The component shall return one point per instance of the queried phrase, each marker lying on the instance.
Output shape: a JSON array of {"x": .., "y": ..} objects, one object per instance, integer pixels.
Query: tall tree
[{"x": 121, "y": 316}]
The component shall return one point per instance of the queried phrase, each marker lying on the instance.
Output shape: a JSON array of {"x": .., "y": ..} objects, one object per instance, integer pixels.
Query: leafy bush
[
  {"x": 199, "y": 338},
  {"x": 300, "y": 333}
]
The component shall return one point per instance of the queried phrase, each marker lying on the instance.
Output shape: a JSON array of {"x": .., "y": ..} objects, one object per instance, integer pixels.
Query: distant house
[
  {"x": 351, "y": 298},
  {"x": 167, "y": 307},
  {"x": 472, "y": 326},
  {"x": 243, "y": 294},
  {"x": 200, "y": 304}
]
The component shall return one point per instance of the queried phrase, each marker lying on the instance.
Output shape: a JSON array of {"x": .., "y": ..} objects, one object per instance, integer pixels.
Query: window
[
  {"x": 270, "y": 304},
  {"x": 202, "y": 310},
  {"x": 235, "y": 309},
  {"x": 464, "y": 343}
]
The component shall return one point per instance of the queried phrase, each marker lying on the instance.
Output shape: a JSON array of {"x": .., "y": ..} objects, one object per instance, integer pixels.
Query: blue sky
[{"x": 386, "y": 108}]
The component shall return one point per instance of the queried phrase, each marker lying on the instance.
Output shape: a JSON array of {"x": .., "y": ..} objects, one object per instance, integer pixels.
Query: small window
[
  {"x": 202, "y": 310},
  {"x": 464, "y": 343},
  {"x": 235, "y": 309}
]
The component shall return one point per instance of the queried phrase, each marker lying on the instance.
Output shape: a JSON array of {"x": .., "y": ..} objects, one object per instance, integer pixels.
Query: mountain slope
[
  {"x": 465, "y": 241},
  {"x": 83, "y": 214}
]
-*-
# Problem to work on
Copy each record from above without leaving any out.

# Written solution
The component shall return one point per instance of the queried phrase, each marker lying on the instance.
Output shape: a JSON array of {"x": .., "y": ..} objects, one object per instance, integer pixels.
Query: tall tree
[{"x": 121, "y": 316}]
The component shall return one point per instance of the queried phrase, each marker lying on the instance.
Output shape: a JSON array of {"x": .., "y": ..} objects, one object per instance, integer pixels.
Query: leafy bush
[
  {"x": 199, "y": 338},
  {"x": 300, "y": 333}
]
The component shall return one point per instance of the queried phrase, each marker lying on the instance.
Output shape: a JSON array of {"x": .., "y": ..} objects, one object per instance, integer pixels.
Query: distant house
[
  {"x": 351, "y": 298},
  {"x": 167, "y": 307},
  {"x": 472, "y": 326},
  {"x": 243, "y": 294},
  {"x": 200, "y": 304}
]
The component shall return one point per instance of the queried phrase, each marker lying on the instance.
Output shape: a JSON array of {"x": .., "y": ..} objects, one object per instance, integer pixels.
Query: window
[
  {"x": 270, "y": 304},
  {"x": 202, "y": 310},
  {"x": 235, "y": 309},
  {"x": 464, "y": 343}
]
The component shall return one point per instance of the queried phrase, each marker lying on the instance.
Output shape: a JSON array of {"x": .., "y": ..} objects, one object per instance, integer pixels.
Query: blue sky
[{"x": 386, "y": 108}]
The component shall return one point per instance of the queried phrase, each marker lying on the instance.
Output shape: a JSON array of {"x": .., "y": ..} objects, one object per instance, integer pixels.
Query: small window
[
  {"x": 202, "y": 310},
  {"x": 464, "y": 343},
  {"x": 235, "y": 309}
]
The component shall return one point per instance of the queried phrase, each marker lying on the instance.
Output shape: a JSON array of {"x": .., "y": ..} objects, one object per instance, integer pixels.
Query: mountain slope
[
  {"x": 465, "y": 241},
  {"x": 83, "y": 214}
]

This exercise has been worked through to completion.